From the first line to the last, give the records again exactly and skip the pictures.

*** Begin section ***

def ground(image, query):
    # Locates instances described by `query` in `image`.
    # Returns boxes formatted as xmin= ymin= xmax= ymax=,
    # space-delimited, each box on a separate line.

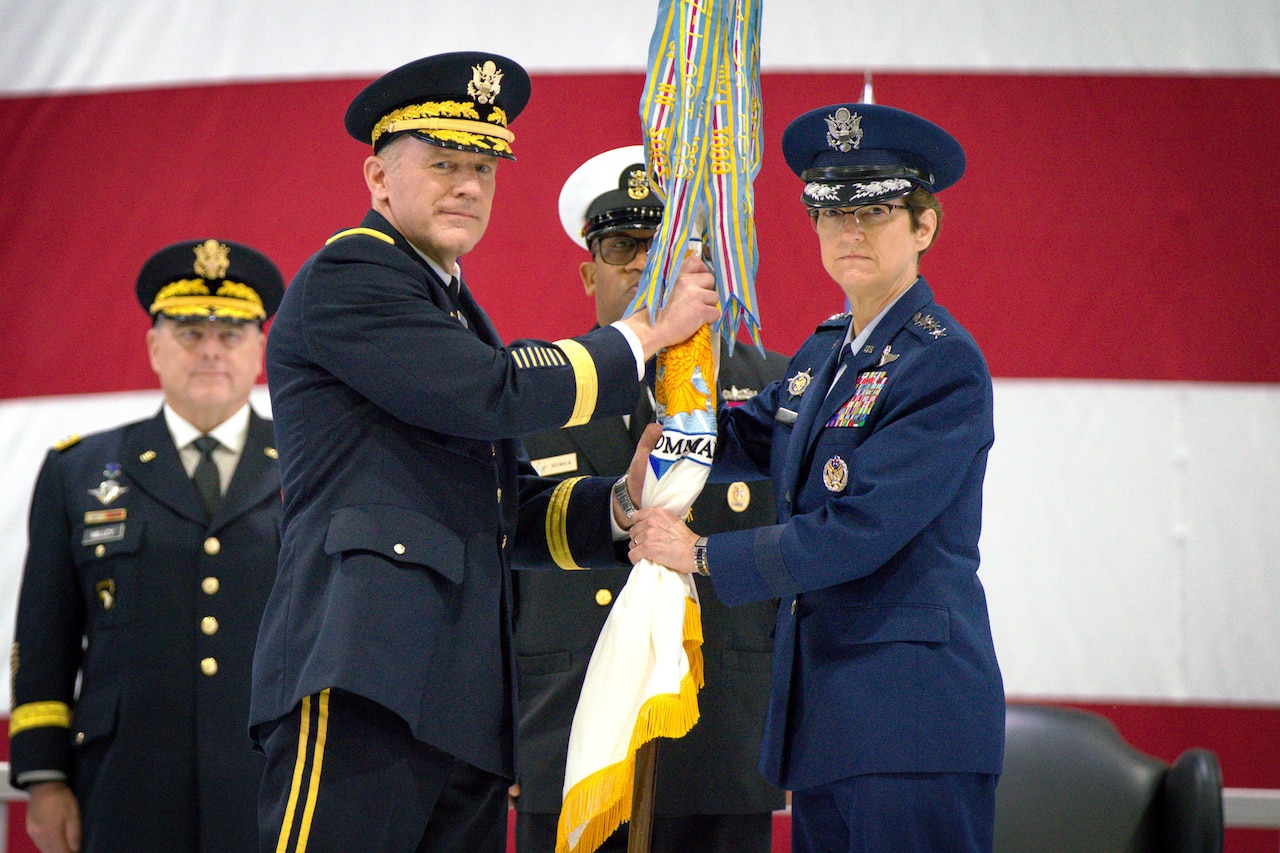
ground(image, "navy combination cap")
xmin=136 ymin=239 xmax=284 ymax=323
xmin=345 ymin=51 xmax=531 ymax=160
xmin=558 ymin=145 xmax=664 ymax=249
xmin=782 ymin=103 xmax=964 ymax=208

*** End section ***

• **Response to the task**:
def ground(image, query):
    # Locates instances described by `query` in `image`.
    # Returns boxes formatted as xmin= ymin= xmax= ymax=,
    # space-delimited, each box on a separate line.

ground(image, "navy combination cap")
xmin=136 ymin=239 xmax=284 ymax=323
xmin=345 ymin=51 xmax=531 ymax=160
xmin=558 ymin=145 xmax=664 ymax=249
xmin=782 ymin=103 xmax=964 ymax=208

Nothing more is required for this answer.